YOUR OBJECTIVE:
Under this task are some entries; return every one of them exactly.

Point-based annotation data:
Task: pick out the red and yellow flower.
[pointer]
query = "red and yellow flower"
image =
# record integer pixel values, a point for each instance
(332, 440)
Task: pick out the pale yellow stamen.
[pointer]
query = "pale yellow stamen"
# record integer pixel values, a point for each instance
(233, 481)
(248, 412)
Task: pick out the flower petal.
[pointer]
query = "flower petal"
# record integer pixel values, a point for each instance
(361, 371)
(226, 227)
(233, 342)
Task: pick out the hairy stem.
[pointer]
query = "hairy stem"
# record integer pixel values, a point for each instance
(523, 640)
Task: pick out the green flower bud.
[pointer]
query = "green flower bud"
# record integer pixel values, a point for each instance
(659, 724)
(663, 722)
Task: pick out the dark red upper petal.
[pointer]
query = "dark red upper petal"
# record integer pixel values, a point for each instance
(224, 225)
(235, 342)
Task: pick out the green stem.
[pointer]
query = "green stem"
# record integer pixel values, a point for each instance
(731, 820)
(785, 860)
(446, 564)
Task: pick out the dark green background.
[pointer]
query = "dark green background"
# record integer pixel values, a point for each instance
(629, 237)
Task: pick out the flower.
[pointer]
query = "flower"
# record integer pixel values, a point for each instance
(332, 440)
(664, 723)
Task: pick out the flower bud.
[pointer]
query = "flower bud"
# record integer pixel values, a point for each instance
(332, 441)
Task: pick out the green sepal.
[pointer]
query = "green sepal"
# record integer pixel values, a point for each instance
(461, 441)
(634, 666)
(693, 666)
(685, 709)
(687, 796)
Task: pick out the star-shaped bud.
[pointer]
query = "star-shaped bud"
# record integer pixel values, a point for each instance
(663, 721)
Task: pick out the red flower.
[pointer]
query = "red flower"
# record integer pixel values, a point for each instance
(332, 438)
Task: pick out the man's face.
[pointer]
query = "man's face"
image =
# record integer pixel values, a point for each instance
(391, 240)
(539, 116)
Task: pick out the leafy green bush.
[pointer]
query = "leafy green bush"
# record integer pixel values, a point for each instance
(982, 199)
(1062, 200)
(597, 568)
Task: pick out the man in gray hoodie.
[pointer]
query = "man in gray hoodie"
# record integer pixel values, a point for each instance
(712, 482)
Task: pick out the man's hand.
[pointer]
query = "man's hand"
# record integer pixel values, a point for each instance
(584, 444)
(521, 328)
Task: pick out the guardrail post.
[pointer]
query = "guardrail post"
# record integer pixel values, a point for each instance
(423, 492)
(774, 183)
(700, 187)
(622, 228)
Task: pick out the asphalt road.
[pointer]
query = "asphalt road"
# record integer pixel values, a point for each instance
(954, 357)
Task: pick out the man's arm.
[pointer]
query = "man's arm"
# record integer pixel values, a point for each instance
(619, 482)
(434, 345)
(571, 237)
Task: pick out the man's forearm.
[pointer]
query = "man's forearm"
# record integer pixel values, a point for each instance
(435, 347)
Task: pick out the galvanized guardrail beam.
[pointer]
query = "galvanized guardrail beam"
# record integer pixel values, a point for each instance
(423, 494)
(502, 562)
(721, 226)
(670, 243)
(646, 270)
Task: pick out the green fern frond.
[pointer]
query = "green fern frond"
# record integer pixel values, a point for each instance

OUTPUT OF THE EXERCISE:
Task: pick out the red and yellow flower.
[pointer]
query = "red and yellow flower"
image =
# record integer pixel values, a point for each instance
(332, 440)
Task: pick out the pale yellow stamen.
[pointer]
query = "pale yellow stamen"
# record integer pixel values, a point for each instance
(233, 481)
(248, 412)
Task: pick out the flower petal.
[pointer]
query = "flower petal"
# record integer pixel values, a point for each instance
(361, 371)
(226, 227)
(233, 342)
Task: pick out the hairy stem.
[pointer]
query = "hairy stem"
# record integer pixel values, a point for each instance
(523, 640)
Task: pick out the green flower bud.
[pointer]
query = "green flower bud"
# record integer pixel values, a point for each instance
(659, 724)
(663, 722)
Task: pick out the dark red upper petal.
[pointer]
query = "dark red upper petal"
# record integer pixel values, a point for each instance
(224, 225)
(235, 342)
Task: pick out the green stem.
[pointer]
query = "green stem"
# record integer pixel values, a point for each instance
(731, 820)
(785, 860)
(446, 564)
Task: pick out the dark green background.
[pointer]
query = "dark green background"
# record integer pixel values, a point for each instance
(629, 237)
Task: pick out the flower.
[pointer]
query = "flower"
# record integer pixel values, a point for each instance
(332, 440)
(664, 723)
Task: pick out the flower bud.
[pointer]
query = "flower bud"
# record integer pixel values, a point for each instance
(332, 441)
Task: pick out the green sepal.
[pointer]
query = "green sepal"
# record integer pixel values, a point for each instance
(461, 441)
(634, 666)
(693, 666)
(685, 709)
(687, 796)
Task: pick out the star-shaped bud.
[pointer]
query = "star-shaped bud"
# record integer pixel values, a point for each instance
(663, 721)
Task: pick out the red flower.
[pointer]
query = "red flower"
# record integer pixel values, a point for each instance
(332, 438)
Task: pick out the man's face.
[pointer]
query = "man's face"
image =
# record integer pixel values, a point for each instance
(391, 240)
(539, 116)
Task: pick out the leafy green bush.
[pointer]
query = "leafy green bush"
# record integer pixel values, a point for each instance
(982, 199)
(1062, 200)
(597, 568)
Task: pick out the man in gray hoodie.
[pointer]
query = "man in gray hoodie"
# record integer pixel values, a point for each instance
(712, 482)
Task: pick out the man's hand.
[pointer]
query = "man's hand"
# record integer pixel values, a point for each instance
(584, 444)
(521, 328)
Task: pick out the guardrail post.
[pointer]
query = "guardrail post"
# record integer pixel values, a point for each instance
(423, 492)
(774, 183)
(700, 187)
(622, 228)
Task: pick out the asphalt road.
[pointer]
query = "asphalt road"
# record integer pixel values, a point for each instance
(954, 357)
Task: pick out the man's arm.
[pointer]
query = "man's arm"
# record integer pixel values, a point for each instance
(619, 482)
(434, 345)
(571, 237)
Task: pick out the man's forearm.
[pointer]
query = "man's forearm"
# record integer pixel values, a point for each instance
(435, 347)
Task: pick out the galvanized guardrail beam.
[pointer]
query = "galvanized guardrail beam"
# record integer pixel values, a point for each instance
(423, 494)
(502, 562)
(721, 226)
(670, 243)
(646, 270)
Task: pick out the green fern frond.
[pointer]
query = "green fern frond"
# record integer pixel values, a point for each instance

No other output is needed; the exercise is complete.